## About this task
Would you repeat the whole listing exactly?
──────
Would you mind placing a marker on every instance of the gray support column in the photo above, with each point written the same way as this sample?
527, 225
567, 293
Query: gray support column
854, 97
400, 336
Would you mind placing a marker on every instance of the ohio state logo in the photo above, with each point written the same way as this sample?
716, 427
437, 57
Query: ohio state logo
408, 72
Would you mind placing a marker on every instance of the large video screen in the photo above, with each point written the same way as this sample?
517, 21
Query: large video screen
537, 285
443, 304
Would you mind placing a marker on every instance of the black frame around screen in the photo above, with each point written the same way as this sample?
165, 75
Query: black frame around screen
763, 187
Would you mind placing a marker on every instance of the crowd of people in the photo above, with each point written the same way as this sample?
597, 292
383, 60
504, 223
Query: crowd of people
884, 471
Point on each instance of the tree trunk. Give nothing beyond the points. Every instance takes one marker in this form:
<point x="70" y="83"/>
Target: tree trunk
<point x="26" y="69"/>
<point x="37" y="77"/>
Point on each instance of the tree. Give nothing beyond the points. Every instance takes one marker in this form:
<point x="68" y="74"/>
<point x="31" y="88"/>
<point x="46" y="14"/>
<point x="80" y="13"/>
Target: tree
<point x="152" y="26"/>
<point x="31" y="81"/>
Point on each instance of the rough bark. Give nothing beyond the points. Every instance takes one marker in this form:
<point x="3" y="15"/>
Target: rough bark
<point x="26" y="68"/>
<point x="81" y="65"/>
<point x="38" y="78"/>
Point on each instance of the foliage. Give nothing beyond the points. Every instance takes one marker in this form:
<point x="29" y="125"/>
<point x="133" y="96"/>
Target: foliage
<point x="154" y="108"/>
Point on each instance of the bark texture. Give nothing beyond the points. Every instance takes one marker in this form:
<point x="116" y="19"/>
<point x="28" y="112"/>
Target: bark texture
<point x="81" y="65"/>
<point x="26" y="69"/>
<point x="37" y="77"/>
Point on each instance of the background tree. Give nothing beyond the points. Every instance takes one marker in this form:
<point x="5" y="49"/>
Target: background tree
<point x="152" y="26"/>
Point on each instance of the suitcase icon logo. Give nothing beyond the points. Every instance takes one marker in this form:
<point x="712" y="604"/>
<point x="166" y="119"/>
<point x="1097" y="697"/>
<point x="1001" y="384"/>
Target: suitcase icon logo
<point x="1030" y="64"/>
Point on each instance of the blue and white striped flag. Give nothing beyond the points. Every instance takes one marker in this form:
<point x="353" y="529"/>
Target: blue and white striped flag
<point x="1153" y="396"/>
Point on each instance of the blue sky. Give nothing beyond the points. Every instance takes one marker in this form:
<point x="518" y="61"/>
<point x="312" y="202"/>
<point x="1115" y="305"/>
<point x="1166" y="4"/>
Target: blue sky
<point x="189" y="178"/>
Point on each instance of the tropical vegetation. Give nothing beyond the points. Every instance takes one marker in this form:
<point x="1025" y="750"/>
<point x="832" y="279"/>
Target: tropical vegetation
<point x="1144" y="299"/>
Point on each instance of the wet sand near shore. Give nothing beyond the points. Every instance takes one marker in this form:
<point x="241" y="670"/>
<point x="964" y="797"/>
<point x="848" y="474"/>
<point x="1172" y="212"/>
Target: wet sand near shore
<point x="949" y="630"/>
──────
## Exercise answer
Would you mind placing a marker on every instance of the gray support column in the photo above, with each point written the same way as this sample?
527, 225
567, 293
Query: gray support column
854, 97
400, 336
Would you mind placing a marker on every instance of the ohio state logo in the photo above, with each point written the same way as this sample?
716, 427
437, 57
Query: ohio state logo
408, 72
Would you mind placing a marker on every instance of the large video screen in the photo above, with each point written the same way as this sample?
517, 21
Query: large video screen
537, 285
443, 304
Would you mind placing a marker on every instance of the black frame around screen in the photo above, with each point written the same way as this sample?
165, 75
Query: black frame around screen
763, 187
Would you mind placing a marker on every instance of the crowd of people in the photo above, with each point written the same way as this sample?
597, 292
383, 60
504, 223
Query: crowd of people
884, 471
Point on each instance of the tree trunk. Give nothing beyond the points. Every instance takes one marker in this form:
<point x="70" y="83"/>
Target: tree trunk
<point x="26" y="69"/>
<point x="37" y="77"/>
Point on each instance of the tree. Give nothing beyond the points. Every instance takes one marker in this form:
<point x="68" y="74"/>
<point x="31" y="88"/>
<point x="46" y="14"/>
<point x="80" y="13"/>
Target: tree
<point x="152" y="26"/>
<point x="31" y="81"/>
Point on each instance of the rough bark. Give nothing beyond the points. Every instance takes one marker in this form:
<point x="3" y="15"/>
Target: rough bark
<point x="26" y="68"/>
<point x="81" y="65"/>
<point x="38" y="78"/>
Point on each instance of the foliage. Give nothing beyond the points. Every instance takes one marker in this form:
<point x="29" y="125"/>
<point x="133" y="96"/>
Target: foliage
<point x="154" y="108"/>
Point on each instance of the bark texture. Give nothing beyond the points. Every instance takes one marker in this form:
<point x="116" y="19"/>
<point x="28" y="112"/>
Target: bark texture
<point x="81" y="65"/>
<point x="26" y="69"/>
<point x="37" y="77"/>
Point on each instance of the background tree. Give nothing beyond the points. Every instance takes one marker in this form:
<point x="5" y="49"/>
Target: background tree
<point x="152" y="26"/>
Point on each instance of the suitcase icon logo. Give nothing beyond the points. Every instance takes one marker in this form:
<point x="712" y="604"/>
<point x="166" y="119"/>
<point x="1097" y="697"/>
<point x="1001" y="384"/>
Target: suitcase icon logo
<point x="1030" y="64"/>
Point on each instance of the blue and white striped flag. Give nothing beyond the points. Every instance takes one marker in this form:
<point x="353" y="529"/>
Target: blue and white striped flag
<point x="1153" y="396"/>
Point on each instance of the blue sky. Give nothing beyond the points. Every instance takes one marker in this form:
<point x="518" y="61"/>
<point x="312" y="202"/>
<point x="1115" y="305"/>
<point x="1166" y="4"/>
Target: blue sky
<point x="189" y="178"/>
Point on each instance of the tropical vegetation. Give nothing beyond the points. Every instance takes one marker in this form:
<point x="1025" y="750"/>
<point x="832" y="279"/>
Target: tropical vegetation
<point x="1144" y="299"/>
Point on each instance of the wet sand near shore. Give nothing beyond the points. Every instance takes one marker in this form:
<point x="241" y="670"/>
<point x="964" y="797"/>
<point x="848" y="474"/>
<point x="1172" y="212"/>
Target: wet sand near shore
<point x="949" y="630"/>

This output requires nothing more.